*Tasks for this exercise:*
**a)** According to the book review, where does Lucy's father work?
**b)** Reproduce the stretch of the book review from "Description: Lucy is a" through "and teachers alike.".

Rummanah Aasi

Description: Lucy is a bit of a pushover, but she’s ambitious and smart, and she has just received the opportunity of a lifetime: a scholarship to a prestigious school, and a ticket out of her broken-down suburb. Though she’s worried she will stick out like badly cut bangs among the razor-straight students, she is soon welcomed into the Cabinet, the supremely popular trio who wield influence over classmates and teachers alike.
  Linh is blunt, strong-willed, and fearless—everything Lucy once loved about herself. She is also Lucy’s last solid link to her life before private school, but she is growing tired of being eclipsed by the glamour of the Cabinet.
  As Lucy floats further away from the world she once knew, her connection to Linh—and to her old life—threatens to snap. Sharp and honest, Alice Pung’s novel examines what it means to grow into the person you want to be without leaving yourself behind.

Review: Lucy and Linh is an exquisitely written, sharp, and unflinchingly honest. I wish this book was written when I was in high school. It perfectly captured my feelings and frustrations of being an outsider in an affluent school where many students lived in a bubble.
  Lucy Lam’s parents are ethnic Chinese immigrants who came to Melbourne, Australia, via Vietnam. She comes from a lower middle class family and her parents both work extremely hard to keep the family afloat. Her father works at a carpet factory, and her mother cranks out hundreds of garments from her workshop in their garage while her baby brother (nicknamed the Lamb) plays nearby. When Lucy unexpectedly wins a competition for the inaugural Equal Access scholarship to the prestigious Laurinda Ladies’ College, everyone assumes the superior education she receives there will help her lift up her family economically. 
  As Lucy confides in a series of letters to Linh, her closest companion, however, she recounts her real life at Laurinda as she struggles with this pull-push desire to assimilate to the Laurinda culture and being true to her roots. It is very rare for me to personally connect with a fictional character on so many levels as I did with Lucy. Like her I felt like an alien in my own school and could not comprehend no matter how much I tried to understand the majority of my peers' careless luxury and indulgent behaviors. I had to work three times as hard in my academics as my peers since my foundation skills no way near matched theirs. The only big difference between Lucy and myself (despite of course she being fictional) is that I already new my place on the social structure of my school and it took Lucy a while to get there too.
  Lucy harbors a secret desire to belong, specifically to the Cabinet where three powerful white girls who rule the school. They take Lucy under their wing, partly because they can count on her to keep their secret agendas and partly because they see her as their charity case. Lucy is keenly aware of this as she perceives how toxic they are to both fellow students and faculty they deem unworthy. The author does a great job in using the Cabinet as a symbol of what people around Lucy want her to achieve and throwing light on how Lucy's dilapidated home is both hopelessly shabby and something worth protecting fiercely. I could not help but cheer loudly as Lucy has her epiphany in which assimilating to the Cabinet is the same thing as inclusion and for standing up and refusing to throw away her own identity and instead embracing herself. Lucy’s voice is one that I would not likely forget and I find myself thinking about her long after I finished this book. Lucy and Linh is a real, unvarnished look at the social structure of high school and a young teen trying to navigate two worlds that she live in without compromising her own values. A must read.

*Provided information:*
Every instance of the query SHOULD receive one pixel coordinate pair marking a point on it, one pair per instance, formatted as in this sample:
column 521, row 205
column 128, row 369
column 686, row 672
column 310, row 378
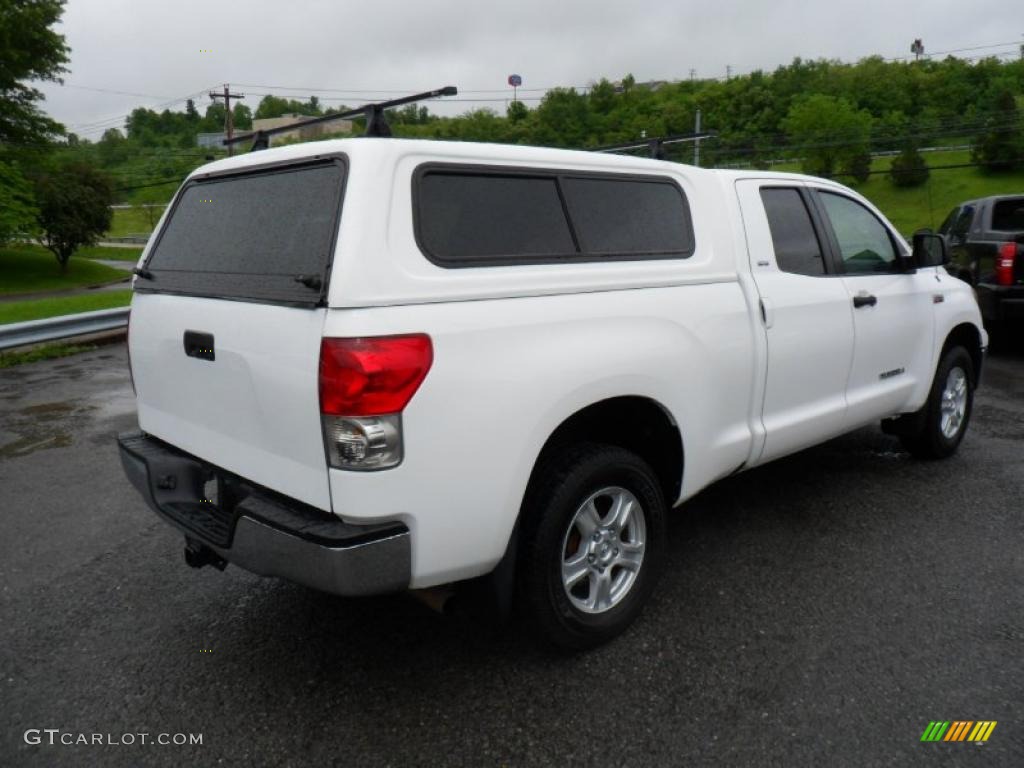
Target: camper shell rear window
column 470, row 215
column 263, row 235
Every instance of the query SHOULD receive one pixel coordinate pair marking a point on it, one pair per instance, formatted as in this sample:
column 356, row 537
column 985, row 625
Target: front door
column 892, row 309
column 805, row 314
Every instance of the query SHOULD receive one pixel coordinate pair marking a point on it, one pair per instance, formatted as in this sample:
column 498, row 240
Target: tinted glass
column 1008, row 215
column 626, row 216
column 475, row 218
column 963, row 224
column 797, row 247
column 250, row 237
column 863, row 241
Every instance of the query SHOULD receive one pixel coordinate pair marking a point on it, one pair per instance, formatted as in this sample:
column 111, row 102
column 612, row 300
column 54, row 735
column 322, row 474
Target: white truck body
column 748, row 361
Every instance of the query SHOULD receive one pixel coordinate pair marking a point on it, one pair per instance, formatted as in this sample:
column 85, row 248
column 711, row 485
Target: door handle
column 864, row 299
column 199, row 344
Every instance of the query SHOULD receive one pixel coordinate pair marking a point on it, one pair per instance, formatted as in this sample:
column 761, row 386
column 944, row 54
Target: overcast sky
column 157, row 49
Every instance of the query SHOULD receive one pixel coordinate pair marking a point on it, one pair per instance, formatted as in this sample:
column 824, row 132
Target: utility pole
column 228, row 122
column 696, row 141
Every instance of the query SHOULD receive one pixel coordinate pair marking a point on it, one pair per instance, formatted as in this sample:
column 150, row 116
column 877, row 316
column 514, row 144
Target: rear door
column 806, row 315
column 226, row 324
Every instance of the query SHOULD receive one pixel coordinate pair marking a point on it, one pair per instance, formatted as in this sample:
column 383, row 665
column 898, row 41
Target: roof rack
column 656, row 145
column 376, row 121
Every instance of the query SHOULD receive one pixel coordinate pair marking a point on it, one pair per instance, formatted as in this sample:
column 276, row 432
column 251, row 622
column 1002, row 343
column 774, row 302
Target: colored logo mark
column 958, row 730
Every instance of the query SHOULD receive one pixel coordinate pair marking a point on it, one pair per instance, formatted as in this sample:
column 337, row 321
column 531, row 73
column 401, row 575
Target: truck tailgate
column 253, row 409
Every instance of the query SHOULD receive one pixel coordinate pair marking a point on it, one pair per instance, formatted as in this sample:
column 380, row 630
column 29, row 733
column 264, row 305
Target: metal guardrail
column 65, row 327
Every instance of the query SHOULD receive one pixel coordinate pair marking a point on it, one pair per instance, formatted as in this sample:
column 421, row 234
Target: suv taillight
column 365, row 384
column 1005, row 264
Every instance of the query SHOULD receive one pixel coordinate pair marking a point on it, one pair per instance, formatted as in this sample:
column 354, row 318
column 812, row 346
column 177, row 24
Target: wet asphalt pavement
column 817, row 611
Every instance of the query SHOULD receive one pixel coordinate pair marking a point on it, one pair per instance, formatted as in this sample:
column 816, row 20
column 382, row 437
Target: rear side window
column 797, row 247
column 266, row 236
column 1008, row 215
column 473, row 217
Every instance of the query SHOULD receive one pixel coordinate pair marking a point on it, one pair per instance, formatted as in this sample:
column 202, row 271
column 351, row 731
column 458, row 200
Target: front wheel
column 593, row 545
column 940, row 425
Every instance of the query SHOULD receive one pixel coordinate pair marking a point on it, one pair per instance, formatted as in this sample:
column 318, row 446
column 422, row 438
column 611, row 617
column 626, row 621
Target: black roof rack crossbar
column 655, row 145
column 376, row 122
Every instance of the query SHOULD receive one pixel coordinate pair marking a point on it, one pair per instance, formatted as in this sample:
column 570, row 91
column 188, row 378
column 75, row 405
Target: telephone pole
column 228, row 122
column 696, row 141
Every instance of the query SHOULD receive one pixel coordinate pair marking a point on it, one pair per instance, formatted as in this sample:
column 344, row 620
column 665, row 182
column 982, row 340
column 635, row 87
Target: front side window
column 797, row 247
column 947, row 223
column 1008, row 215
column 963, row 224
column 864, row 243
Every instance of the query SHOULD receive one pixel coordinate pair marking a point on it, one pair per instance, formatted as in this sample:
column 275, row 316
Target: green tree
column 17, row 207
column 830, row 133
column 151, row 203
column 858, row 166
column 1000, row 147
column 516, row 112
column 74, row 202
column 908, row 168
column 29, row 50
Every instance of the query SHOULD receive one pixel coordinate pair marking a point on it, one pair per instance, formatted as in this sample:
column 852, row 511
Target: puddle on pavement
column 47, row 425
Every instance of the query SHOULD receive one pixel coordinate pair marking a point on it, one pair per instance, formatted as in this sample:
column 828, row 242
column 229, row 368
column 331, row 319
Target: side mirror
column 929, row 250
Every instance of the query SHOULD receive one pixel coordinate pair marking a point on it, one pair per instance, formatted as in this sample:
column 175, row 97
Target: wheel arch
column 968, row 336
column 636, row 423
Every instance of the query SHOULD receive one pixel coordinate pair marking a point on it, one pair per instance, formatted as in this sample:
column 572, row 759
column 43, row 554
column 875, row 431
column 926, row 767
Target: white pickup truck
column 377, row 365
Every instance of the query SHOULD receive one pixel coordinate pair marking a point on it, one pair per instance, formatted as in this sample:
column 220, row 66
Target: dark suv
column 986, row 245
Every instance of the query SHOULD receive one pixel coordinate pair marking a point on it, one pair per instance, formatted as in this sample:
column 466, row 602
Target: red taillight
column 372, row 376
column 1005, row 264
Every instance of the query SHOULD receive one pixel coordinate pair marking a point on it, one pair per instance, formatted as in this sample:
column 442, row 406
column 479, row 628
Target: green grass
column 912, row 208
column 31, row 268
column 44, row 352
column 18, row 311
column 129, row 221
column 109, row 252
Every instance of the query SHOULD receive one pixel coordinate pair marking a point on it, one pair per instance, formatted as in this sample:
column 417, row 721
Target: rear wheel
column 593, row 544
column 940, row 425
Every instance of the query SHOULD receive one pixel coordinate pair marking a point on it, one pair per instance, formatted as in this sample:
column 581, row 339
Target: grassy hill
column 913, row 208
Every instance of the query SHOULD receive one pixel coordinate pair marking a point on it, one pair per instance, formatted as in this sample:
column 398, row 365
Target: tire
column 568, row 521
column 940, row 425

*Solutions to the problems:*
**a)** He works at a carpet factory.

**b)**
Description: Lucy is a bit of a pushover, but she’s ambitious and smart, and she has just received the opportunity of a lifetime: a scholarship to a prestigious school, and a ticket out of her broken-down suburb. Though she’s worried she will stick out like badly cut bangs among the razor-straight students, she is soon welcomed into the Cabinet, the supremely popular trio who wield influence over classmates and teachers alike.